Task requirements => Reproduce the data without any change, beginning at its first line and stopping after the line that contains "M 0 420 L 0". Include both of these lines.
------------
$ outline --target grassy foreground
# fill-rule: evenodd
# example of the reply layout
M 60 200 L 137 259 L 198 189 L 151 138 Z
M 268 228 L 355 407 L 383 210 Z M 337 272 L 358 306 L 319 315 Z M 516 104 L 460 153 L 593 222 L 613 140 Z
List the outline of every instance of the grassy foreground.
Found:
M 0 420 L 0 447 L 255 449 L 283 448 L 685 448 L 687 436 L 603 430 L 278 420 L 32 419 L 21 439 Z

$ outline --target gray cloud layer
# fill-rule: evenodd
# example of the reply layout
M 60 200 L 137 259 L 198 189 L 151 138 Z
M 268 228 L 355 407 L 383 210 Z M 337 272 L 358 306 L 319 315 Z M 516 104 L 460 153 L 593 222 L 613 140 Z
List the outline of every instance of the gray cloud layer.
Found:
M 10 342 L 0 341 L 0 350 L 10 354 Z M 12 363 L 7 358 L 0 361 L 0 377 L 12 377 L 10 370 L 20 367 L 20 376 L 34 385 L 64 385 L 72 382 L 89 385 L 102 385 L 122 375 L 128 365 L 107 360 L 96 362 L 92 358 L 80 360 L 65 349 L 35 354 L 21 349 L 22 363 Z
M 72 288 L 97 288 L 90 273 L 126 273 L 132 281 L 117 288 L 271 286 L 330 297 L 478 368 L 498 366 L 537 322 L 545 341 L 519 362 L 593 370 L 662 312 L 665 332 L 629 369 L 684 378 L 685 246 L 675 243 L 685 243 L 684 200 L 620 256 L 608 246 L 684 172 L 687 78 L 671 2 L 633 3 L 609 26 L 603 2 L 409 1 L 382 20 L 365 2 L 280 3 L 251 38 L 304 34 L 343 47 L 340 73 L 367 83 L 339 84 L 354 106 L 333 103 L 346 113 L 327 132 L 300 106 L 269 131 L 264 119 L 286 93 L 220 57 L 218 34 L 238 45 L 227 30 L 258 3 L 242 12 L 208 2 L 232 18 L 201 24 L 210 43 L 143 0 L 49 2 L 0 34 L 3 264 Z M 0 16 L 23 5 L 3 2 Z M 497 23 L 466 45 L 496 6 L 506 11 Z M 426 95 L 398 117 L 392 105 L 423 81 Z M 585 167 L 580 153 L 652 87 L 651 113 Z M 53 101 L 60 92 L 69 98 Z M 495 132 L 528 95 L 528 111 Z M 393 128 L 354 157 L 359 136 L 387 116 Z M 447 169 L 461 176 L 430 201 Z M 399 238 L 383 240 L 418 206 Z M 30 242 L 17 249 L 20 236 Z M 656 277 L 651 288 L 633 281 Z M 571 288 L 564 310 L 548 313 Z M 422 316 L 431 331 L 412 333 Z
------------
Written reply =>
$ outline --target grassy foreground
# fill-rule: evenodd
# example of the reply layout
M 60 200 L 137 259 L 198 189 L 151 138 Z
M 268 228 L 355 407 L 383 210 Z M 337 272 L 358 306 L 319 315 Z M 516 104 L 460 153 L 593 222 L 613 140 Z
List the outline of every instance of the grassy foreground.
Found:
M 0 420 L 0 447 L 255 449 L 283 448 L 685 448 L 687 436 L 603 430 L 278 420 L 32 419 L 21 439 Z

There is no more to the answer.